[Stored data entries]

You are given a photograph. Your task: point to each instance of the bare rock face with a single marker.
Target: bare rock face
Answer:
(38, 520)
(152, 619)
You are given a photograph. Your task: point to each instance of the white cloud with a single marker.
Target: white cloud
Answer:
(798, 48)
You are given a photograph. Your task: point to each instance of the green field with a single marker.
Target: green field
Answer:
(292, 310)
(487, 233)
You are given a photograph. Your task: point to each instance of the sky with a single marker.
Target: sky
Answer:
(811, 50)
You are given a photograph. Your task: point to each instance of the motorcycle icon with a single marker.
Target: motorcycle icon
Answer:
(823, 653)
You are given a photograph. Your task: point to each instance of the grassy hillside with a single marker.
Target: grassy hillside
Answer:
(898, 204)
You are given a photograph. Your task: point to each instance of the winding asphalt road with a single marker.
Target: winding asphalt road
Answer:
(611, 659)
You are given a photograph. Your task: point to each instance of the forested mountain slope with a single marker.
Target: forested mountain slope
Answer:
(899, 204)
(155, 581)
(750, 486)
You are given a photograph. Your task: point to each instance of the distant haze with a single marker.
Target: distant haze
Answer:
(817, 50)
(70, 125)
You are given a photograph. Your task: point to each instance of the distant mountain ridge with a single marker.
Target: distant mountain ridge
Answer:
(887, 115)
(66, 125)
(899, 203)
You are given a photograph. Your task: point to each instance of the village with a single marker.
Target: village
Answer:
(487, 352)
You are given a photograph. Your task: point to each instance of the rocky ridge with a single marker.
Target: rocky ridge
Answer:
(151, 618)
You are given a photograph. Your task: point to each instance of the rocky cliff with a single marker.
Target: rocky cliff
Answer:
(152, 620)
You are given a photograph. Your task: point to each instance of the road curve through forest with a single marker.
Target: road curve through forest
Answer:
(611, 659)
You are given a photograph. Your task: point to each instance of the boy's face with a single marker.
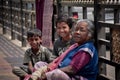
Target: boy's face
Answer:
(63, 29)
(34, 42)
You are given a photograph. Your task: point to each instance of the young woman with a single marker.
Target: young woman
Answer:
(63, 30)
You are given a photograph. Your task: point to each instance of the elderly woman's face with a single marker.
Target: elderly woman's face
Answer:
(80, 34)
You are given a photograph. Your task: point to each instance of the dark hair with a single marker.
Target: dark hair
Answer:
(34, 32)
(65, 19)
...
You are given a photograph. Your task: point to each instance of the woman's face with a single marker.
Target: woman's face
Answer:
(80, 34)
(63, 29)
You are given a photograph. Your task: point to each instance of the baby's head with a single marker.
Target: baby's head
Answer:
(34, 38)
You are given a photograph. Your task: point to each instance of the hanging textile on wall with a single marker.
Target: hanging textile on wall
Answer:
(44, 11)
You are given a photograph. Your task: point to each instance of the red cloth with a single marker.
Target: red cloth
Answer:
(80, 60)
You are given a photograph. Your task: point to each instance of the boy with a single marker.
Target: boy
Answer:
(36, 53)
...
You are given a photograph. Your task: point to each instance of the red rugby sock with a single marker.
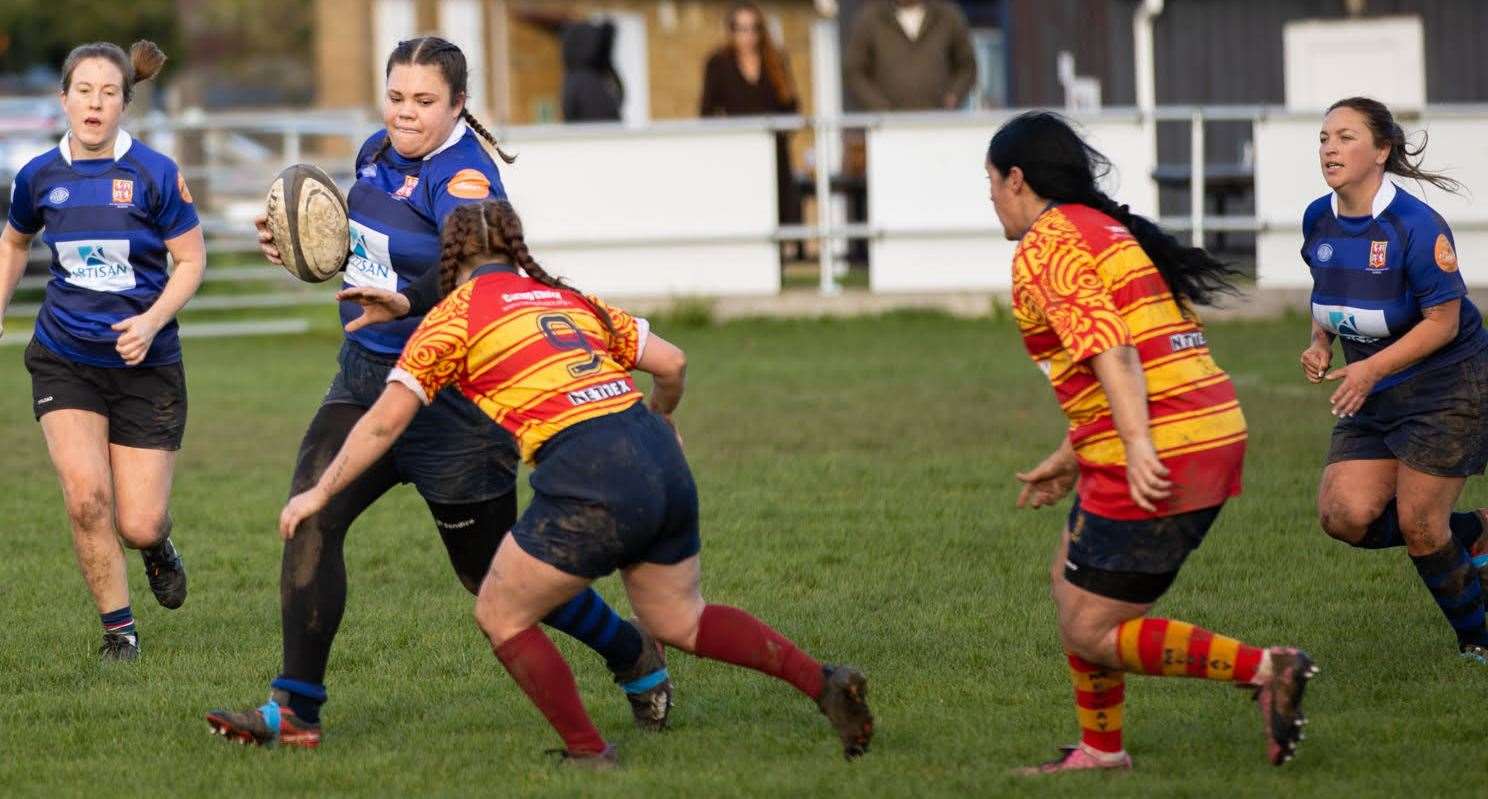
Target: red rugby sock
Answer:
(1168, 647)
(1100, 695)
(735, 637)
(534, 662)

• **PROBLEM REQUIREMENTS**
Starting with the line that holds "icon with a single marker." and ending with the line that holds "hillside with a single marker.", retype every line in the data above exactly, and nothing else.

• **SOLUTION TO THIS EXERCISE**
You are given a photograph. Your task: point to each instance of the motorcycle icon with a single marker.
Target: motorcycle icon
Answer:
(823, 653)
You are given a photograph. Your task: point to each instance of the grassy hillside with a single marker.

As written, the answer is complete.